## Begin Material supplied

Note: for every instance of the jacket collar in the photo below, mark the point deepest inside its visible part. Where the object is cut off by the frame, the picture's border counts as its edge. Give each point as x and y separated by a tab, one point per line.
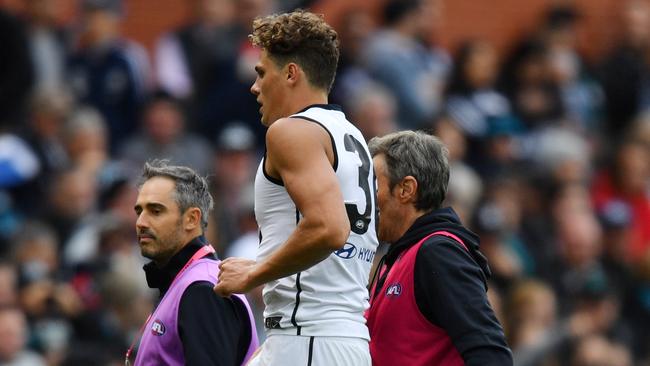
161	278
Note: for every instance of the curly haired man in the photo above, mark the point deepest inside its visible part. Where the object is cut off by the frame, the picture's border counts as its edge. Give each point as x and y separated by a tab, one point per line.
315	203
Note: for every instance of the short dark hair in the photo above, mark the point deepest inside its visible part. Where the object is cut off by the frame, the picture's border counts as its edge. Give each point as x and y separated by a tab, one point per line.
420	155
301	37
191	190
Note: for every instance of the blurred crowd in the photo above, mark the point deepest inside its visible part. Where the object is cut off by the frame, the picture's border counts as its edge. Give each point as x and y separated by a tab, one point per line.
550	156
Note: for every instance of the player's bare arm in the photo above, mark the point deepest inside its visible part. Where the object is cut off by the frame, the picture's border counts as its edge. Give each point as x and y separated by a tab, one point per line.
299	153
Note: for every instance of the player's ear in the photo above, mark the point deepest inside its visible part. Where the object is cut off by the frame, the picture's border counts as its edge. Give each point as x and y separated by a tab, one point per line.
293	72
408	189
192	218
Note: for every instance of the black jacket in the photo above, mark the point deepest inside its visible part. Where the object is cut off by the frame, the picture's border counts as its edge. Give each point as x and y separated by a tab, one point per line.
213	330
450	287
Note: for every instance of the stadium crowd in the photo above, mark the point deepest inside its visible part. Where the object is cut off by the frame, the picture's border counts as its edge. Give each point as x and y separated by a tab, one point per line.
550	158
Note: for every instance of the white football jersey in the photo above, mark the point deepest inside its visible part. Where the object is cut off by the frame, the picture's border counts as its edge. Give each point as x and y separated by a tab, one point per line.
328	299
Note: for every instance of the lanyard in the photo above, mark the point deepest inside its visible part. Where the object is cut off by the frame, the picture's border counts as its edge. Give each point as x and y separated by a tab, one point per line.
202	252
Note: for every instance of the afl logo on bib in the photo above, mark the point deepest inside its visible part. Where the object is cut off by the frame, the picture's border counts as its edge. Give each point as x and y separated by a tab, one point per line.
348	251
157	328
394	289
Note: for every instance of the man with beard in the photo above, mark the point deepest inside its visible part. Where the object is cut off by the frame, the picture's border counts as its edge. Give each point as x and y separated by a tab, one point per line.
190	324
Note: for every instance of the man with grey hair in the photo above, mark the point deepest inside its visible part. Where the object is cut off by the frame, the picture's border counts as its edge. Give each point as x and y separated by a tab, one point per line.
433	278
191	324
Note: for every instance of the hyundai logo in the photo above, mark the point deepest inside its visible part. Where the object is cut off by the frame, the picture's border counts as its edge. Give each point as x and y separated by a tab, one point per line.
157	328
348	251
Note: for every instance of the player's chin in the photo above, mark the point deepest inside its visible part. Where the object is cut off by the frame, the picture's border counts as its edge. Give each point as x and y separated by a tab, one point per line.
147	251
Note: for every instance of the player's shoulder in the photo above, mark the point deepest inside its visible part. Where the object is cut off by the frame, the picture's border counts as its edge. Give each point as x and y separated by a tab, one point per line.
295	129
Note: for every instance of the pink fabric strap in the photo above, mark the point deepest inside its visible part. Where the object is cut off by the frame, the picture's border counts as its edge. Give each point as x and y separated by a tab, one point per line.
447	234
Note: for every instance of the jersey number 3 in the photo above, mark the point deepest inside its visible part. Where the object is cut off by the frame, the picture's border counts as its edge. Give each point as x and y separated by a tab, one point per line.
359	221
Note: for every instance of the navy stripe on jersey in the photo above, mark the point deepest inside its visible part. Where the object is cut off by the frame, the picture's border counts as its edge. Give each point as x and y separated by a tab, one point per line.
335	165
331	107
311	350
295	308
270	178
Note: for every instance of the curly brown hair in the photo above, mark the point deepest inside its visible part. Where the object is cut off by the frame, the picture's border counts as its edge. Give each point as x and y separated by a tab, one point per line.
301	37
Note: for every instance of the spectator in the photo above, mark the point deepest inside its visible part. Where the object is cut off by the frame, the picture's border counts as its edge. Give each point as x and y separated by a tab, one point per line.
107	71
49	43
234	167
397	57
16	74
624	71
163	135
13	332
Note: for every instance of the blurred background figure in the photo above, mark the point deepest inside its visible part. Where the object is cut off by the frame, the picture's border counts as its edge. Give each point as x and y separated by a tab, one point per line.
14	333
49	43
624	70
400	56
163	135
235	162
108	71
372	109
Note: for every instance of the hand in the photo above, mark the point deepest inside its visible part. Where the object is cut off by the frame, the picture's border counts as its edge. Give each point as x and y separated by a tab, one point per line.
234	276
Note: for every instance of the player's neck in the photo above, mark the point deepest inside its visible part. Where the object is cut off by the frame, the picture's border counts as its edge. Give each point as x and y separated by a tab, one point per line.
308	97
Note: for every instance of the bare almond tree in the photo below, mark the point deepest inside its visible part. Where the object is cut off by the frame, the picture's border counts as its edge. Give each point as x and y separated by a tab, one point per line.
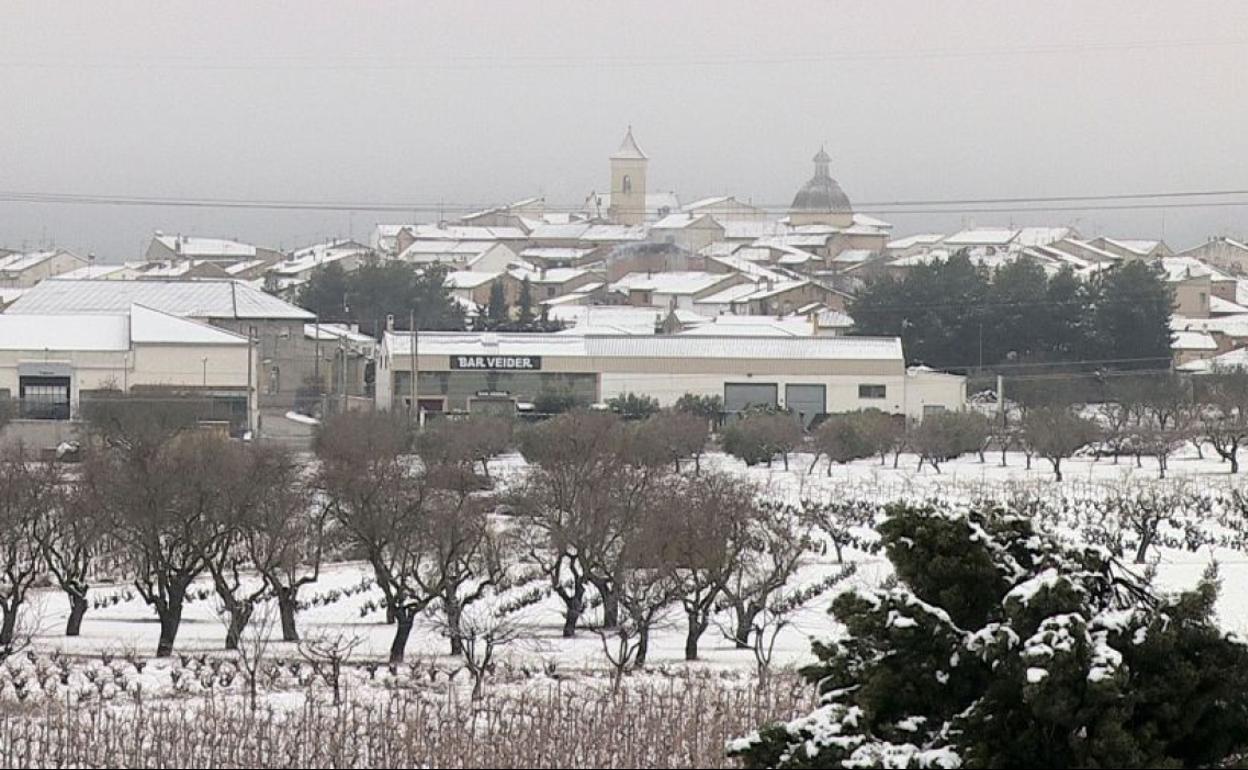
29	496
285	533
327	653
252	648
775	543
708	522
75	533
160	502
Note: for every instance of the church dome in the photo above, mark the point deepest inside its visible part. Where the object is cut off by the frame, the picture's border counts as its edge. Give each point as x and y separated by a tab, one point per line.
821	192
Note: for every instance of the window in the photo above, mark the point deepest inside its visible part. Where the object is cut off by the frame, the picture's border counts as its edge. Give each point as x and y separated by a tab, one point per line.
44	397
871	391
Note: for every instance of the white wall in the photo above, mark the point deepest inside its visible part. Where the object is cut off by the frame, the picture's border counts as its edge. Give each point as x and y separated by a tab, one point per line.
841	391
934	389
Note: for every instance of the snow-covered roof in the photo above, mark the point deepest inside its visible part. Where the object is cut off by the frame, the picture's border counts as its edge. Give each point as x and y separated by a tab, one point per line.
1137	246
573	231
1231	326
464	232
336	331
86	332
469	278
554	252
644	346
1193	341
550	275
195	246
19	262
1041	236
982	236
186	298
602	233
675	282
869	221
1182	268
853	256
922	238
1231	360
765	326
64	332
585	318
1221	307
154	327
705	202
628	149
95	271
750	267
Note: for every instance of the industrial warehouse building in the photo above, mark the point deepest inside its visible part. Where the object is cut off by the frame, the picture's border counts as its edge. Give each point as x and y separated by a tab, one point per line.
464	371
53	363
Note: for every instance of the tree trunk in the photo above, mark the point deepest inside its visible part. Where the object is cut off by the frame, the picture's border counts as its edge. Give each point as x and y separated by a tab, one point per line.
643	647
573	607
403	623
238	618
10	624
170	620
610	602
286	608
453	613
695	632
744	625
78	608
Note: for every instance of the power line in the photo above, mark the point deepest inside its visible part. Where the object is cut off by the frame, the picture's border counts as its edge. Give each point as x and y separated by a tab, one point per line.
1141	201
346	61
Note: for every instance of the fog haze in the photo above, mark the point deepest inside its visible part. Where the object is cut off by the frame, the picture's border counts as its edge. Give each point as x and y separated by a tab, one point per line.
483	102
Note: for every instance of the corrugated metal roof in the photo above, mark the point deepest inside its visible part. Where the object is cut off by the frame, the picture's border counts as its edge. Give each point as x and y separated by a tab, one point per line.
186	298
660	346
65	332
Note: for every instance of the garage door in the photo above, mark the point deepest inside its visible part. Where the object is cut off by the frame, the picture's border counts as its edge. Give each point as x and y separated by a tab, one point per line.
805	401
740	394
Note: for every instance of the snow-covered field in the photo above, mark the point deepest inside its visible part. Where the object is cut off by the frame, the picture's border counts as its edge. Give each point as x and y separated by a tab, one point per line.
130	627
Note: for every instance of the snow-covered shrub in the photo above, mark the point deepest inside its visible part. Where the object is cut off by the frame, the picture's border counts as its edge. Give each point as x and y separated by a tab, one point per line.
1001	647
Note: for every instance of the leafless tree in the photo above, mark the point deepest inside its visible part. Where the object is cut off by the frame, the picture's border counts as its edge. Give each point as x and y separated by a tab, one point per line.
382	503
1224	418
672	437
776	539
466	442
327	653
69	543
283	536
572	504
29	493
1056	433
160	503
252	648
709	529
482	629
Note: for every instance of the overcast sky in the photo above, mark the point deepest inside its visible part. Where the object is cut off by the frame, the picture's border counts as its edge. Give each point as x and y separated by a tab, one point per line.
479	102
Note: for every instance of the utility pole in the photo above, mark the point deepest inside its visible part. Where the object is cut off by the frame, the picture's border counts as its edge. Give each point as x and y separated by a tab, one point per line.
317	365
411	330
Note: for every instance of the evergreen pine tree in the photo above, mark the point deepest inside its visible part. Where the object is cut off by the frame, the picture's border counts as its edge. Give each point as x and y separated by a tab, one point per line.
999	647
497	311
526	302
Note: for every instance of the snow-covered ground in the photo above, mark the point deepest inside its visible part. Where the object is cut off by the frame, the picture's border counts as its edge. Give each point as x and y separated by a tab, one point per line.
129	624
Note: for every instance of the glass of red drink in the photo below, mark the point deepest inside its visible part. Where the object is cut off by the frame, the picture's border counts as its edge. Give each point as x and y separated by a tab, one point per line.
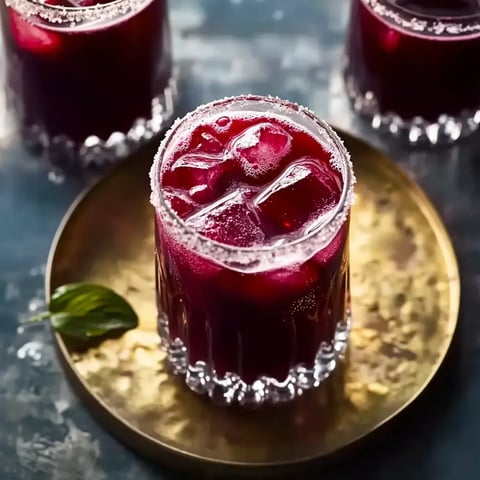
88	81
252	201
412	66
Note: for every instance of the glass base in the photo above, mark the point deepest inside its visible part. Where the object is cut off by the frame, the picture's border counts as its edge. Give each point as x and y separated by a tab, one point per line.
446	129
95	153
230	389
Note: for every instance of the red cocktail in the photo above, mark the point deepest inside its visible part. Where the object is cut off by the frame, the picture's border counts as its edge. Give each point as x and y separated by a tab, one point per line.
412	66
88	80
252	198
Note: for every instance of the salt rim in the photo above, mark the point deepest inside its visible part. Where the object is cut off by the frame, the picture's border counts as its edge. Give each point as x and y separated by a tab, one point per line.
263	257
72	16
446	26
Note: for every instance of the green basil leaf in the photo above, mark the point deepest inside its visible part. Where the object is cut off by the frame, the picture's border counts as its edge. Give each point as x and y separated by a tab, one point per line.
85	311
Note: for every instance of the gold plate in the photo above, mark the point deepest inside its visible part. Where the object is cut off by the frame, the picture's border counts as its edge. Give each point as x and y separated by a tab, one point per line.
405	293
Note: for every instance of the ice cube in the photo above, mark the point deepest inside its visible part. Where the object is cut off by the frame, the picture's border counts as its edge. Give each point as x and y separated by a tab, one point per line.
230	220
273	287
304	193
202	175
260	148
31	37
179	201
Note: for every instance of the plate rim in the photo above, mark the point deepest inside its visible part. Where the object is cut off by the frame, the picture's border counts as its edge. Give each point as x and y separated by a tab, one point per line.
156	449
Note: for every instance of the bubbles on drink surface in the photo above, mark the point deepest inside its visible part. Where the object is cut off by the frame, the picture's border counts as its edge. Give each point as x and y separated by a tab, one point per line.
252	183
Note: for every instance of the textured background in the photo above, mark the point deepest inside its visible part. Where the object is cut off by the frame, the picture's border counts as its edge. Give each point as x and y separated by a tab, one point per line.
225	47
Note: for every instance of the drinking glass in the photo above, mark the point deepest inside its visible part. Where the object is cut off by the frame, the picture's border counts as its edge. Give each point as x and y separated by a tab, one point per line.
412	67
252	200
88	82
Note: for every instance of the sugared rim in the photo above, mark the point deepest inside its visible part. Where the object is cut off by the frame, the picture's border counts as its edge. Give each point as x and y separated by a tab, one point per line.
447	26
72	16
262	257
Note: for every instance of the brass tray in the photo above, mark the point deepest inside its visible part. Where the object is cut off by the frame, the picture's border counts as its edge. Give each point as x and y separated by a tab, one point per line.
405	293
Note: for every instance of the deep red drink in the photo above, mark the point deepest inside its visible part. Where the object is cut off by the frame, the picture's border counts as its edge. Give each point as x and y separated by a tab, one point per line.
414	64
252	199
78	69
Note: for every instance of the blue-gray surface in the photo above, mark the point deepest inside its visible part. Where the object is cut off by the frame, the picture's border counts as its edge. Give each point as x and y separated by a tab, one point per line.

## End Material supplied

Rewrite everything from the line containing "Note: for every instance of the bubbles" down to the end of the items, swapping "sugared rim" for "salted rim" and leaving all else unchanged.

Note: for every instance of the bubbles on drink surface in the photo above, mark the point deepest inside its visible part. Where the object is cut off by the frame, the picture's border counts as its edge. Give each point as x and y separated by a tab, one point per line.
252	183
Note: for every instance of the textured background in the photo above, mark the point deepest inside its visible part. Where the object is cut off by the frame, the picture's border counts as its edge. Give each point as x and y separated by a tab, one point per line.
225	47
Note: for every instance of the drinking glass in the photo above, mark the point deepest inside its visible part. Where the object is cut off by the frame, the picture's border counts as its edge. Give each point as x and y separated by a tab, one point per line.
412	67
252	200
88	82
Note: for every instance of the salted rim in the photo above, mark the point deepest inside its visible part. Where the object is cut off by the frame, the picture's border counts as its edge. Give each point as x and y separated by a tab, one point per line.
447	26
72	16
262	257
Note: for every instance of the brass tray in the photo above, mark the point deepest inside its visible part. Where the object is cut off by the frame, the picture's border counts as its edge. Give each point as x and y separated by a tab, one point per line.
405	293
Note: for every instance of the deep red drink in the photo above, mark the point deepest inside its visible part. Where the object is cut off by the frame, the picture's border counts as its edge. Give each point as x and y separated by a tab, one point per line.
414	64
252	199
78	69
Note: for every instance of the blue-gray surface in the photo above, mark the point deepest inside its visible part. Where the object is cut off by the frame, the picture's border counts as its edge. Give each point as x and y separated by a tab, one point per line.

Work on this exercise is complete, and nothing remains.